INSTRUCTIONS FOR THE TASK:
For the material that follows, return exactly the lines from the one with "TARGET = pink cap" through the one with "TARGET = harness strap", both ends included.
────
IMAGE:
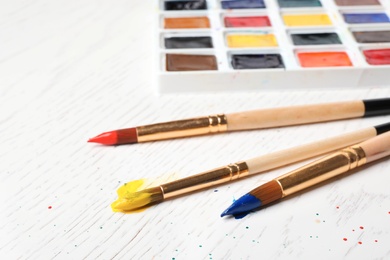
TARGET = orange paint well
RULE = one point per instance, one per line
(187, 22)
(324, 59)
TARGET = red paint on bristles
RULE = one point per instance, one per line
(122, 136)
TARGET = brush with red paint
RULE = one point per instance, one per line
(256, 119)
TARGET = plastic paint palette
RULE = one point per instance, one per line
(219, 45)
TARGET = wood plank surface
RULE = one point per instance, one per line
(70, 70)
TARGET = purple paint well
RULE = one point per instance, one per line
(243, 4)
(366, 18)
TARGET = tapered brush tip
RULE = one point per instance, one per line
(258, 197)
(108, 138)
(138, 199)
(244, 204)
(122, 136)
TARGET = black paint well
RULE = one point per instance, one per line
(185, 5)
(188, 42)
(315, 38)
(257, 61)
(299, 3)
(372, 36)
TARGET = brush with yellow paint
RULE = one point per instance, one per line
(132, 196)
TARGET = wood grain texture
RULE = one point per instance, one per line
(72, 69)
(295, 115)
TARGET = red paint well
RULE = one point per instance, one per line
(247, 21)
(324, 59)
(377, 57)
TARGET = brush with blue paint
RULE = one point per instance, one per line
(312, 174)
(132, 199)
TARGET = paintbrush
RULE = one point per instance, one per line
(311, 174)
(256, 119)
(140, 198)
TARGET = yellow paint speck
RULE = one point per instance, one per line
(251, 40)
(307, 20)
(128, 200)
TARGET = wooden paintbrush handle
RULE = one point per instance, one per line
(297, 115)
(295, 154)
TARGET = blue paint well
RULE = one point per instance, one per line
(243, 4)
(241, 207)
(366, 18)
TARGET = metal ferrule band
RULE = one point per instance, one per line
(205, 179)
(182, 128)
(322, 169)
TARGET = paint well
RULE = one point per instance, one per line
(242, 4)
(185, 5)
(184, 62)
(372, 36)
(299, 3)
(188, 42)
(356, 2)
(323, 59)
(257, 61)
(247, 21)
(315, 38)
(187, 22)
(366, 18)
(251, 40)
(377, 57)
(307, 20)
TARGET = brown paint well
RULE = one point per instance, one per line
(356, 2)
(187, 22)
(185, 62)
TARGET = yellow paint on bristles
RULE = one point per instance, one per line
(251, 40)
(130, 199)
(306, 20)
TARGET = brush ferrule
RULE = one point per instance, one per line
(205, 179)
(182, 128)
(322, 169)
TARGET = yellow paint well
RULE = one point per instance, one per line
(129, 199)
(307, 20)
(251, 40)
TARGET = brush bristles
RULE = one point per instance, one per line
(268, 192)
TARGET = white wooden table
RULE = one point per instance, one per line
(70, 70)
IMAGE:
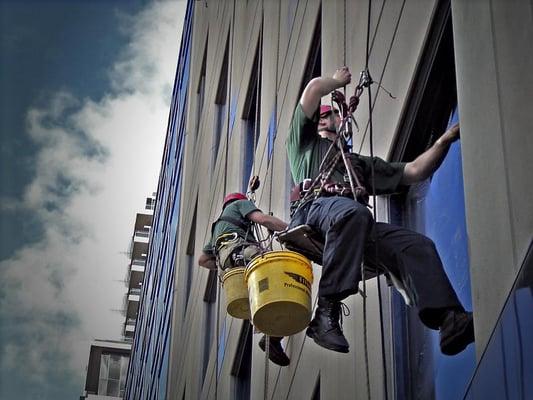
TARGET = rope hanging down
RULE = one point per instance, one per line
(228, 127)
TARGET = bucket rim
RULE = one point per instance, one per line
(233, 271)
(255, 263)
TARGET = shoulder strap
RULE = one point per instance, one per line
(233, 221)
(244, 226)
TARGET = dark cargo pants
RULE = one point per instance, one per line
(350, 235)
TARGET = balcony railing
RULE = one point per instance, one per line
(145, 234)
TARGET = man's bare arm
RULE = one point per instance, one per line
(320, 87)
(427, 163)
(268, 221)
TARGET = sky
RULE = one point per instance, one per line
(85, 89)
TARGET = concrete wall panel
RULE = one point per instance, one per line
(493, 58)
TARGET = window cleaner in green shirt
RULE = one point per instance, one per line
(233, 242)
(350, 232)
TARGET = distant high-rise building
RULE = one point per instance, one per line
(135, 275)
(107, 370)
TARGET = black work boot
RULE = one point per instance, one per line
(325, 329)
(456, 332)
(275, 351)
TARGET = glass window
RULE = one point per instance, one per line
(113, 370)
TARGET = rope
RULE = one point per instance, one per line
(228, 101)
(267, 351)
(373, 179)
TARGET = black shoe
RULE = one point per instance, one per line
(456, 332)
(275, 351)
(325, 329)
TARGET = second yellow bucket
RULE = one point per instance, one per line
(237, 304)
(279, 287)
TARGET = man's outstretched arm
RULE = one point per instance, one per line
(427, 163)
(320, 87)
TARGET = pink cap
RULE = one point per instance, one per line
(325, 109)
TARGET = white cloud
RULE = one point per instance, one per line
(96, 164)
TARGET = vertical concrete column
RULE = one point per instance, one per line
(494, 82)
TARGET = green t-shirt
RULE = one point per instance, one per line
(306, 149)
(238, 210)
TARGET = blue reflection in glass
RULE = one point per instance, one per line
(446, 225)
(435, 208)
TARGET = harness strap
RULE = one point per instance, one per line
(244, 226)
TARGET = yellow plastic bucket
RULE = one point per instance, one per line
(279, 286)
(237, 304)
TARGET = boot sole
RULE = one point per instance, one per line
(457, 344)
(340, 349)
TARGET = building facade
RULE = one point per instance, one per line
(241, 70)
(135, 274)
(107, 370)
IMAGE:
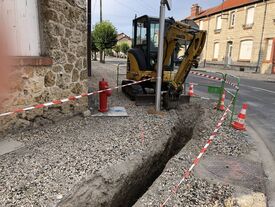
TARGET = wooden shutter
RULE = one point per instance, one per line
(246, 50)
(269, 49)
(250, 15)
(216, 50)
(21, 20)
(219, 22)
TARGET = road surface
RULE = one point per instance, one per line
(260, 96)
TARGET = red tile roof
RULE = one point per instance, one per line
(226, 5)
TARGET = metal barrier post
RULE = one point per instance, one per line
(117, 75)
(222, 89)
(235, 98)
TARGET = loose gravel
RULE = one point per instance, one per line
(59, 156)
(196, 191)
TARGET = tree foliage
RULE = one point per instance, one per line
(116, 48)
(104, 36)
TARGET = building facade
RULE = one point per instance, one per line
(48, 39)
(241, 34)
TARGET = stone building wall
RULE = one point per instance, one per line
(61, 71)
(237, 34)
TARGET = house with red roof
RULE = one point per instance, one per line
(241, 34)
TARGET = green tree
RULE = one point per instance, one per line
(124, 47)
(104, 37)
(117, 48)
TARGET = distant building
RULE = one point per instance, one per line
(241, 34)
(121, 38)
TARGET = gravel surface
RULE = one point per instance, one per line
(57, 157)
(196, 191)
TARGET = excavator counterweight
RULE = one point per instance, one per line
(180, 37)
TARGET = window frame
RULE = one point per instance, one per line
(233, 13)
(214, 51)
(240, 50)
(201, 24)
(246, 17)
(217, 20)
(26, 17)
(267, 49)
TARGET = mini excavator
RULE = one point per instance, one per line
(142, 58)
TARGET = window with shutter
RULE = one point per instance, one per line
(21, 20)
(232, 19)
(246, 50)
(269, 49)
(250, 16)
(219, 23)
(201, 25)
(216, 50)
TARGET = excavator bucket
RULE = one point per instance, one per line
(145, 99)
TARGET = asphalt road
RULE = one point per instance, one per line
(260, 96)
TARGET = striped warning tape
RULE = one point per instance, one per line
(206, 76)
(196, 161)
(214, 78)
(71, 98)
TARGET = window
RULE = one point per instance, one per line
(201, 25)
(246, 50)
(21, 20)
(232, 19)
(154, 33)
(141, 33)
(269, 49)
(250, 16)
(219, 23)
(216, 50)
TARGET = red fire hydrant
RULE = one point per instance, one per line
(103, 96)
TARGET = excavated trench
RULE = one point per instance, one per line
(125, 183)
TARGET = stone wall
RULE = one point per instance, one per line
(237, 33)
(34, 80)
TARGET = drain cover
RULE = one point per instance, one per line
(236, 171)
(9, 145)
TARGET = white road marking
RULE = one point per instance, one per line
(261, 89)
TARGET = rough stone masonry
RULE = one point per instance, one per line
(58, 73)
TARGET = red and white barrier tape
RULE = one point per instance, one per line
(196, 161)
(213, 78)
(206, 76)
(71, 98)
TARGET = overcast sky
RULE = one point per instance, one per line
(122, 12)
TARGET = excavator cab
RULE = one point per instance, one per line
(145, 42)
(142, 58)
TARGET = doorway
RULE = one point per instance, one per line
(228, 55)
(273, 57)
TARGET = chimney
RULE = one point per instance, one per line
(195, 10)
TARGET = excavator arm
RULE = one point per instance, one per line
(196, 38)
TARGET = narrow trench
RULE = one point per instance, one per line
(151, 169)
(124, 184)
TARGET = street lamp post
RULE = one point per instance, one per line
(163, 3)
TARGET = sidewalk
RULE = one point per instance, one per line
(248, 75)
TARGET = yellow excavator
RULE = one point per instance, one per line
(142, 58)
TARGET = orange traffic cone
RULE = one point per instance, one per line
(191, 90)
(222, 108)
(240, 123)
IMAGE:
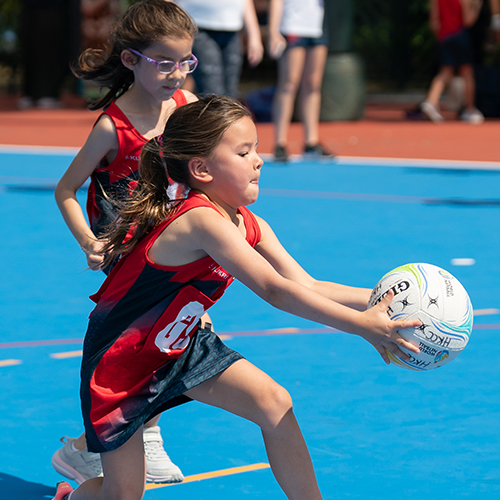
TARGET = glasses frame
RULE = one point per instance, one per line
(177, 65)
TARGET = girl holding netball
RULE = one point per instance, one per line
(142, 69)
(144, 351)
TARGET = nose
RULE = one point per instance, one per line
(177, 75)
(260, 162)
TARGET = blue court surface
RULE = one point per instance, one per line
(374, 432)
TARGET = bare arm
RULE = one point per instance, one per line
(434, 22)
(272, 250)
(204, 232)
(255, 49)
(101, 142)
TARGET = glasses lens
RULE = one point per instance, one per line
(166, 67)
(188, 66)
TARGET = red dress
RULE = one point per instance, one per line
(117, 179)
(143, 348)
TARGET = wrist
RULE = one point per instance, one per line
(495, 22)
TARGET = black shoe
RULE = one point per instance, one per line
(280, 154)
(317, 152)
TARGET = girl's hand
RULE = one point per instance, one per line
(95, 256)
(277, 45)
(382, 332)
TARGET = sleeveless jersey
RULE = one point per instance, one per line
(118, 179)
(450, 18)
(145, 317)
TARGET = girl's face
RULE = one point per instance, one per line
(162, 86)
(235, 166)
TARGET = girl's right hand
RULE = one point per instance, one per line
(277, 45)
(383, 332)
(95, 255)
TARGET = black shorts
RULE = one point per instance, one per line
(455, 50)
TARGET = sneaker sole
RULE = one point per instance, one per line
(162, 479)
(65, 470)
(63, 489)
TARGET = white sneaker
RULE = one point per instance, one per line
(78, 465)
(472, 116)
(431, 112)
(159, 467)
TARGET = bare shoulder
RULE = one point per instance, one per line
(182, 241)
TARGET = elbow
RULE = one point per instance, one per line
(277, 295)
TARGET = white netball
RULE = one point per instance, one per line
(436, 298)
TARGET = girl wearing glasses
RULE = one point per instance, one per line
(141, 71)
(181, 258)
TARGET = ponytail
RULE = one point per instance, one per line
(148, 205)
(192, 131)
(143, 23)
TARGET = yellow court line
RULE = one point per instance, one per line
(211, 475)
(64, 355)
(10, 362)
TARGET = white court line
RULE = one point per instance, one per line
(38, 150)
(345, 160)
(398, 162)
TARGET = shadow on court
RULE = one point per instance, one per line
(14, 488)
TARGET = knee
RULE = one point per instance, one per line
(275, 403)
(130, 492)
(123, 490)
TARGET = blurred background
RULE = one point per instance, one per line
(381, 50)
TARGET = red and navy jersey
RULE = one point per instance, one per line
(119, 178)
(145, 317)
(450, 18)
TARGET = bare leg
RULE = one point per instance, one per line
(438, 84)
(124, 474)
(467, 72)
(310, 92)
(246, 391)
(290, 68)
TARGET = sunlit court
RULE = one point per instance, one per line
(374, 431)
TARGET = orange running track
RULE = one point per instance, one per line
(384, 132)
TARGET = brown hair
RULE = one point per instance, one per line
(192, 131)
(141, 25)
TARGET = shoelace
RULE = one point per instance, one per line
(95, 463)
(154, 450)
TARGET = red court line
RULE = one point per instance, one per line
(247, 333)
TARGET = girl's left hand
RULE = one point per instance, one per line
(382, 332)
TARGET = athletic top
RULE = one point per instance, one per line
(119, 178)
(216, 15)
(145, 317)
(450, 18)
(302, 18)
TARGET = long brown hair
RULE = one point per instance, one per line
(192, 131)
(141, 25)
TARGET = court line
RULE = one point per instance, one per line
(243, 333)
(211, 475)
(68, 354)
(345, 160)
(398, 162)
(10, 362)
(35, 184)
(38, 150)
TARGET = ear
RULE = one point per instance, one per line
(199, 170)
(128, 59)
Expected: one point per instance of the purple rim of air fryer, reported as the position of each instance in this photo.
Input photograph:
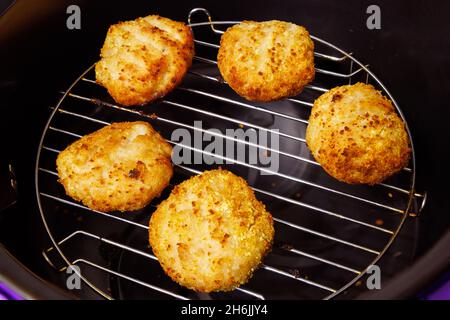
(7, 294)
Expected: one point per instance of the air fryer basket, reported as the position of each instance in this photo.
(327, 234)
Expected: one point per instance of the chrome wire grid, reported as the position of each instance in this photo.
(327, 234)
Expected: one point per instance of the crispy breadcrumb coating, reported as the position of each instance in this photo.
(211, 233)
(356, 135)
(121, 167)
(144, 59)
(266, 61)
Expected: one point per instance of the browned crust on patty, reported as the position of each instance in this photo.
(121, 167)
(211, 233)
(266, 61)
(356, 135)
(144, 59)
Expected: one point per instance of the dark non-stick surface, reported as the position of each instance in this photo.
(39, 57)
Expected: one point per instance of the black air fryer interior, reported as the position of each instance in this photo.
(40, 58)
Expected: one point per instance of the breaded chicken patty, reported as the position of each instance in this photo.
(266, 61)
(356, 135)
(122, 167)
(211, 233)
(144, 59)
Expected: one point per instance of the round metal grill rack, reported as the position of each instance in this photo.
(327, 234)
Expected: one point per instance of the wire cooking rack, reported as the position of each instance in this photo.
(327, 233)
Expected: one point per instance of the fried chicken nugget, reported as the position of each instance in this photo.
(356, 135)
(211, 233)
(144, 59)
(121, 167)
(266, 61)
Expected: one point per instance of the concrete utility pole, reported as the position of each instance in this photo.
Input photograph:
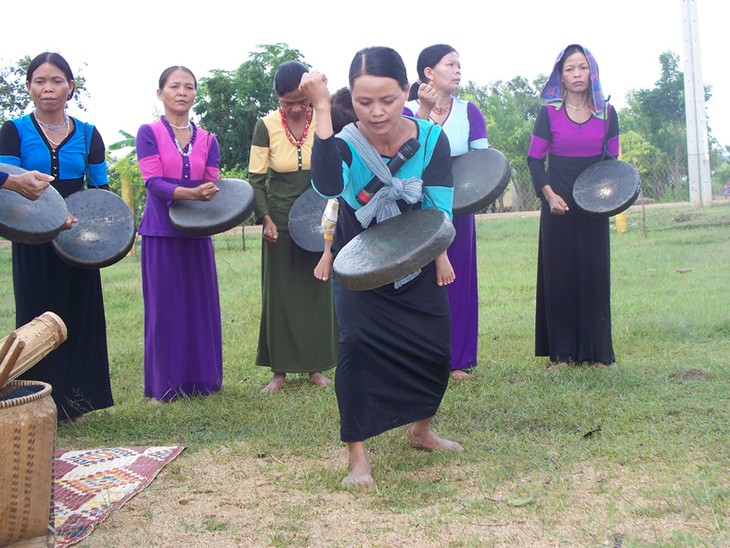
(698, 155)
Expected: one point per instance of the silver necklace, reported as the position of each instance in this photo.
(179, 127)
(182, 151)
(51, 126)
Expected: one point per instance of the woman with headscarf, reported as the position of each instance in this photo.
(574, 129)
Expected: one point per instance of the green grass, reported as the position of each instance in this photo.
(654, 431)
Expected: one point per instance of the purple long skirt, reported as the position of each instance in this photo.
(463, 294)
(183, 352)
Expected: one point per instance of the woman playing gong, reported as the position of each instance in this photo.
(574, 130)
(393, 365)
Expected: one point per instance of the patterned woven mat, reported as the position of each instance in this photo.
(90, 484)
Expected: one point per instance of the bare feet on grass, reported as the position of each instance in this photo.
(557, 366)
(459, 374)
(319, 380)
(275, 385)
(360, 475)
(420, 436)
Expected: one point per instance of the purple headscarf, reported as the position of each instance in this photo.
(553, 90)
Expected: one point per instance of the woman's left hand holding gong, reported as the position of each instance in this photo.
(206, 192)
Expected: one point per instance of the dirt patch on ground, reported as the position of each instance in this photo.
(234, 497)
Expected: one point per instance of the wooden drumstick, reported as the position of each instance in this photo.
(5, 373)
(9, 340)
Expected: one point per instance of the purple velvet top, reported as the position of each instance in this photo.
(569, 147)
(164, 169)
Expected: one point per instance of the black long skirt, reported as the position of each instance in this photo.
(394, 355)
(573, 305)
(78, 370)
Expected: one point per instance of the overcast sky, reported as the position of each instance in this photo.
(122, 47)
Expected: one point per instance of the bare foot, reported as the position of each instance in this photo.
(557, 366)
(275, 385)
(428, 441)
(358, 481)
(360, 476)
(319, 379)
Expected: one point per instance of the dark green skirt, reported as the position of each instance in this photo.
(298, 332)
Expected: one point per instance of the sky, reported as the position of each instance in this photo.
(122, 47)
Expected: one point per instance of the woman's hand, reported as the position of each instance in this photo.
(206, 192)
(70, 221)
(314, 86)
(30, 184)
(558, 206)
(444, 271)
(270, 232)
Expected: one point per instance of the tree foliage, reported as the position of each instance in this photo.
(230, 102)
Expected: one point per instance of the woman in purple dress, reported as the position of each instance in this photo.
(183, 353)
(575, 129)
(439, 72)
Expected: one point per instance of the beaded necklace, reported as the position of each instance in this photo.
(187, 149)
(53, 143)
(442, 110)
(307, 121)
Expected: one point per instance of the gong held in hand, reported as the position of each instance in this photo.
(27, 221)
(480, 177)
(230, 207)
(305, 221)
(389, 251)
(104, 234)
(606, 188)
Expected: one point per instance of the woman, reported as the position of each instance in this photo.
(575, 129)
(393, 365)
(439, 72)
(183, 353)
(297, 332)
(50, 141)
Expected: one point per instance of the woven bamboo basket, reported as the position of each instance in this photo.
(27, 445)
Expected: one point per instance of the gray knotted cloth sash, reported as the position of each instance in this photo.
(383, 205)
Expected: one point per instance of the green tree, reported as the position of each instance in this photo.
(230, 102)
(14, 98)
(124, 176)
(659, 116)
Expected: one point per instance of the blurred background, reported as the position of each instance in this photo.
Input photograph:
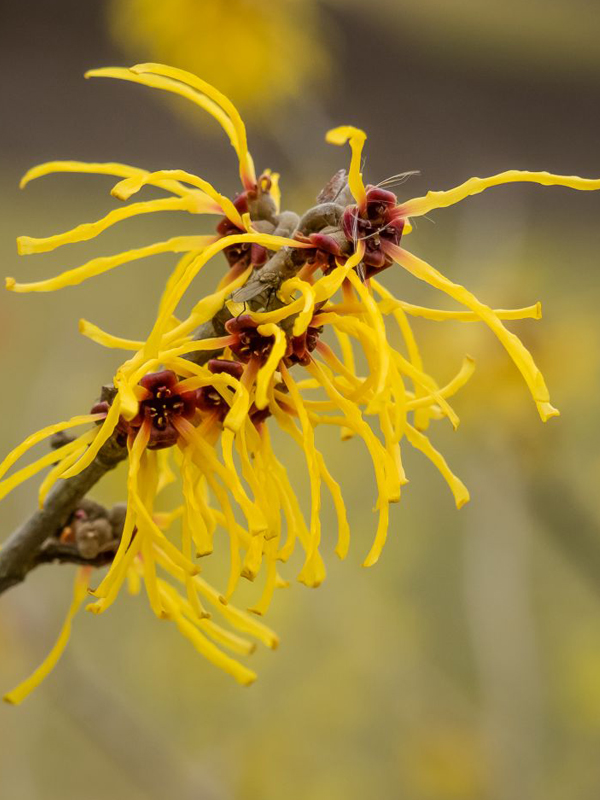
(466, 664)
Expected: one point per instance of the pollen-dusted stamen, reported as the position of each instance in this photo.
(378, 225)
(249, 344)
(302, 346)
(244, 254)
(208, 398)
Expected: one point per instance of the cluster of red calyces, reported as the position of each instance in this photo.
(326, 251)
(209, 399)
(248, 342)
(300, 347)
(245, 253)
(161, 406)
(377, 225)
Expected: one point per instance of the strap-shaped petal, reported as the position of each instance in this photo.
(357, 139)
(432, 200)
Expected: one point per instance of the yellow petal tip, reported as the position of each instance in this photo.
(547, 411)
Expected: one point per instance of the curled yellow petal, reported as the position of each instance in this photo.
(432, 200)
(515, 348)
(97, 266)
(88, 230)
(357, 139)
(247, 173)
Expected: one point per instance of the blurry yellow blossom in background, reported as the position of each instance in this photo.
(261, 54)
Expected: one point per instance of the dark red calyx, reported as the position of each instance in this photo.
(244, 253)
(326, 249)
(249, 343)
(300, 347)
(376, 225)
(209, 399)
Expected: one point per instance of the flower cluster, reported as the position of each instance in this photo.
(199, 410)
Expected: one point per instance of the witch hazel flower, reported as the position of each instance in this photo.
(296, 336)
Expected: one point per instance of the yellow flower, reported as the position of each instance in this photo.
(261, 54)
(209, 417)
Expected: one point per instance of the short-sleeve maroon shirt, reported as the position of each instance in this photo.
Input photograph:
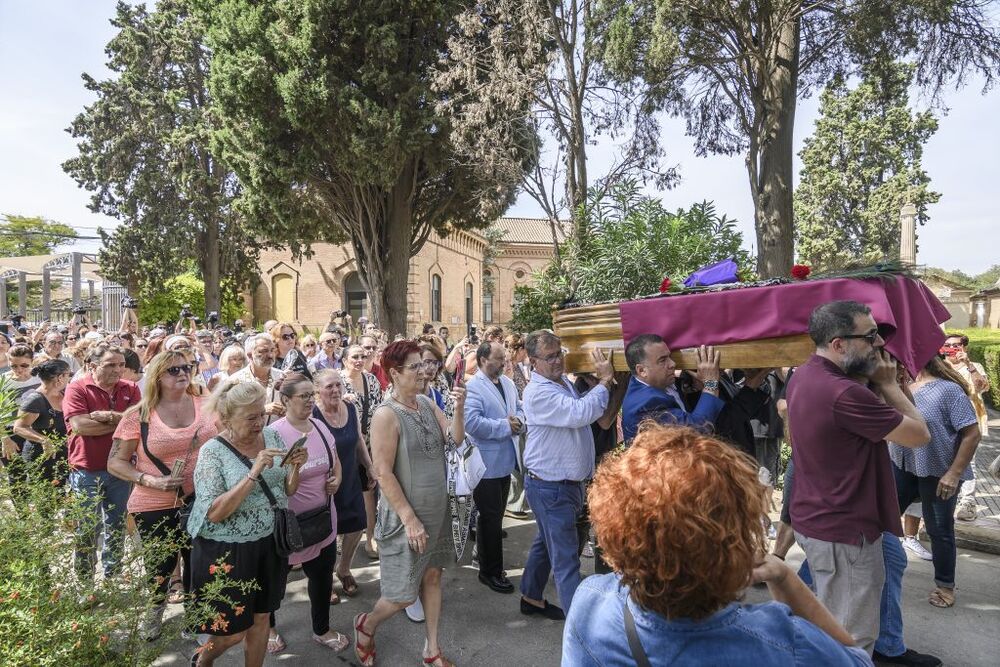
────
REPLY:
TARGET = pink cap
RULE = one point per instance, one per line
(325, 109)
TARGET = white cloud
RULE = one point per instance, one per line
(96, 164)
TARGET = vertical concrete column
RULE = one point per instance, one per line
(494, 82)
TARGET = green t-shirt
RULE = one point per instance, one per line
(306, 149)
(238, 210)
TARGET = blue reflection in glass
RULE = one point per instance, one per line
(446, 225)
(435, 208)
TARGET = harness strap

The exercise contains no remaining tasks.